Output each entry that follows exactly. Images stay out.

Data extracted from a collection:
-- -- --
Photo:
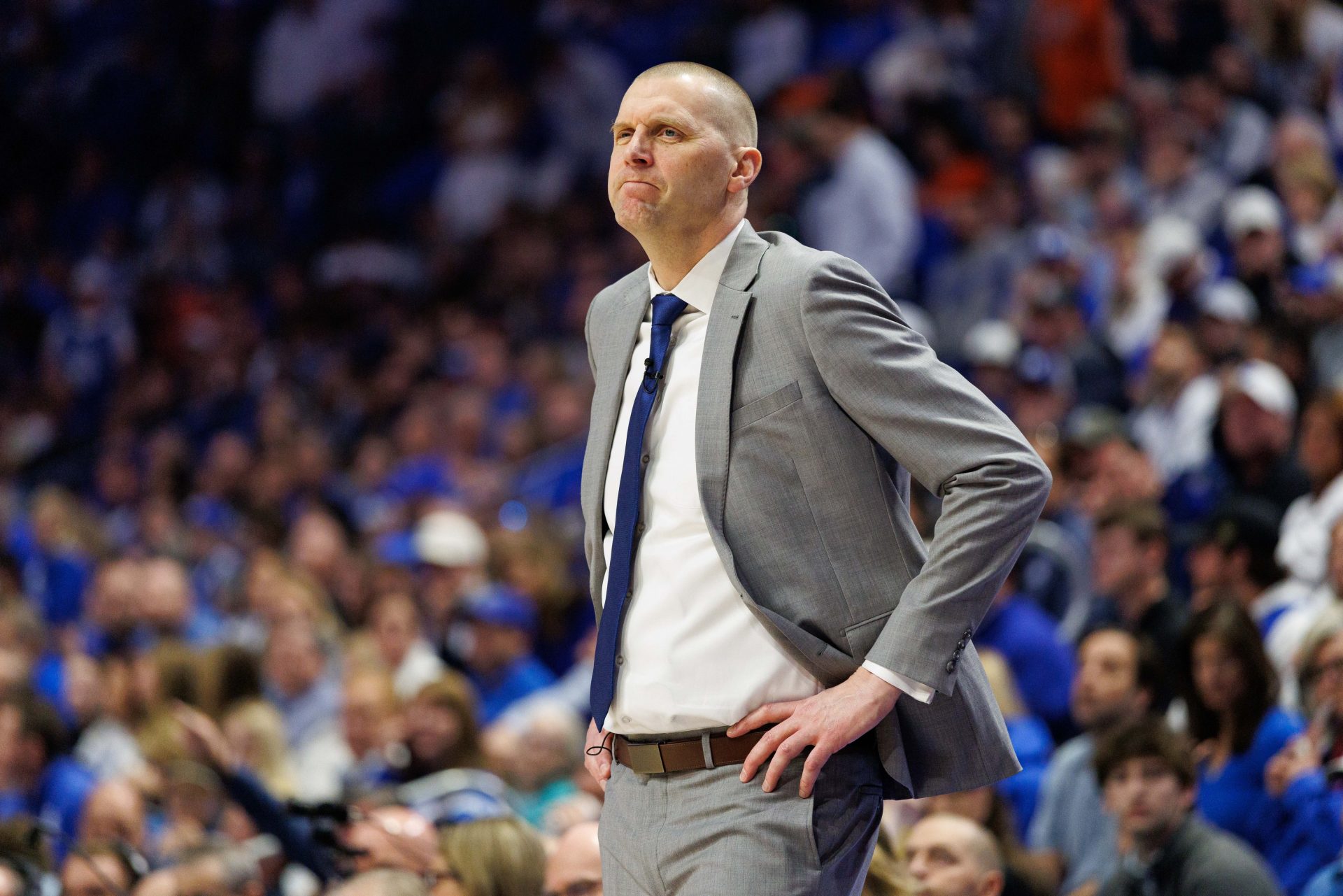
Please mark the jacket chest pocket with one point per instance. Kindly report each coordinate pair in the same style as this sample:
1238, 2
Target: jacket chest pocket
760, 407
-- -- --
● **Answer to this exercise**:
Photo:
Please mark the jacket chest pocket with one point per instance. Kindly report each coordinate pair in the same style as this sample:
1238, 2
Target: jacket chest pocket
760, 407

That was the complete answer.